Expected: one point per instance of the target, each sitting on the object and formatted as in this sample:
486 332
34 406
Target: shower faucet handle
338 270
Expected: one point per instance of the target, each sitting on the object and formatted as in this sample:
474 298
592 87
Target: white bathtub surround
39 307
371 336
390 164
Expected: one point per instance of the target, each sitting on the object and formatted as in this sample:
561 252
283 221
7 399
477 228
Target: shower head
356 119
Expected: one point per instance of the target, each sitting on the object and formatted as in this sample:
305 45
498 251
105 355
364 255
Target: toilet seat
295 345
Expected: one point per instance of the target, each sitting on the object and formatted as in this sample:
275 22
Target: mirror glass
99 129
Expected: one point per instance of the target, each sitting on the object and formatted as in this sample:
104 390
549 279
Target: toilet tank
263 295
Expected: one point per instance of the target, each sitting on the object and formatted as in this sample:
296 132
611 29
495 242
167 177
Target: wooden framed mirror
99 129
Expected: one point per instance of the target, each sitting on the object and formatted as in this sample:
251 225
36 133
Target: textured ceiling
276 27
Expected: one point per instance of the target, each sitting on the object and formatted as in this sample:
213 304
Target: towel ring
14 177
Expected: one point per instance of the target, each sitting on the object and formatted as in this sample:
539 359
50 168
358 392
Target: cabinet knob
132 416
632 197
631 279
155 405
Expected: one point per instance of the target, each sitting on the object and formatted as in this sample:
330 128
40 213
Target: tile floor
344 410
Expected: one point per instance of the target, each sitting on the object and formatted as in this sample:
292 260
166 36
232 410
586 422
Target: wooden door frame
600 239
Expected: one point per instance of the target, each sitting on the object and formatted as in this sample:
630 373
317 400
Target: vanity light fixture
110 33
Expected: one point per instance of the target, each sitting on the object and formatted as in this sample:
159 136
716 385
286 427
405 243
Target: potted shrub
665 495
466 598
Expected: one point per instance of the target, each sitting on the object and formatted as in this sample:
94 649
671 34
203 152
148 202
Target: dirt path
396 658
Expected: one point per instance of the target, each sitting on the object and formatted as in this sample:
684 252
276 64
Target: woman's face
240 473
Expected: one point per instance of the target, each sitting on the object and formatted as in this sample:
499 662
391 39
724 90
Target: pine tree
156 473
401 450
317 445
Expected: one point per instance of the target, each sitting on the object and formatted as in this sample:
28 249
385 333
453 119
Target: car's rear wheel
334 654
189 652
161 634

----

Would you write out the whole listing word for word?

Expected: one point per instance of the target, each sitting on the object and formatted as in this sample:
486 332
34 406
Target: shower faucet handle
338 270
Expected: one point per instance of the target, each sitting on the object and formatted as in this sample:
474 298
592 87
Target: white bathtub surround
39 307
371 336
390 164
Expected: one point per instance of the target, each sitting on the object and formatted as in this sample:
561 252
283 221
7 399
477 228
Target: shower head
356 119
Expected: one point per instance of the target, each sitting on the object and formatted as in this sample:
305 45
498 251
105 355
364 255
Target: toilet seat
295 345
Expected: one point per instance of the target, each sitting on the object and formatted as in this sample:
275 22
Target: mirror glass
99 129
Expected: one point per instance of the target, each sitting on the object and formatted as in this sample:
104 390
549 279
Target: toilet tank
263 295
Expected: one point per instance of the target, each sitting on the object and formatted as in this sample:
296 132
611 29
495 242
167 177
Target: wooden framed mirror
99 129
Expected: one point per instance of the target, each sitting on the object and formatted as in this sample:
251 225
36 133
Target: textured ceiling
276 27
Expected: one point per instance of the target, each sitting on the object and formatted as in this sample:
213 304
Target: towel ring
14 177
Expected: one point per instance of the target, each sitting on the object and formatted as in this sample:
539 359
50 168
358 392
Target: cabinet knob
132 416
632 197
631 279
155 405
Expected: one point per instance of the target, each sitting on the object and formatted as in this sample:
330 128
40 213
Target: tile floor
344 410
Expected: one point per instance of the target, each sitting on the object and formatted as in this sample:
292 260
166 36
232 410
586 422
Target: wooden door frame
600 239
Expected: one point per instance of the target, each sitting on the object and formatted as in this sample:
630 373
317 400
Target: vanity light fixture
110 33
Expected: one point per instance of the target, each sitting on the object and formatted as in this sample:
159 136
716 385
286 427
405 243
Target: potted shrub
665 495
466 598
Expected: one point per instance of the target, each sitting on the object and formatted as in this sample:
94 649
671 34
203 152
148 202
Target: dirt path
396 658
Expected: one point per instance of the target, each sitting on the object and formatted as in this sample:
684 252
276 64
Target: woman's face
240 473
Expected: one point per instance of the target, each sitting on the object and formatted as in this sample:
499 662
391 39
724 90
Target: pine tree
156 473
401 450
317 445
Expected: one point per instance of the target, each sitting on the object and formatted as in this sample:
28 249
385 333
453 119
Target: car's rear wheel
334 654
189 652
161 634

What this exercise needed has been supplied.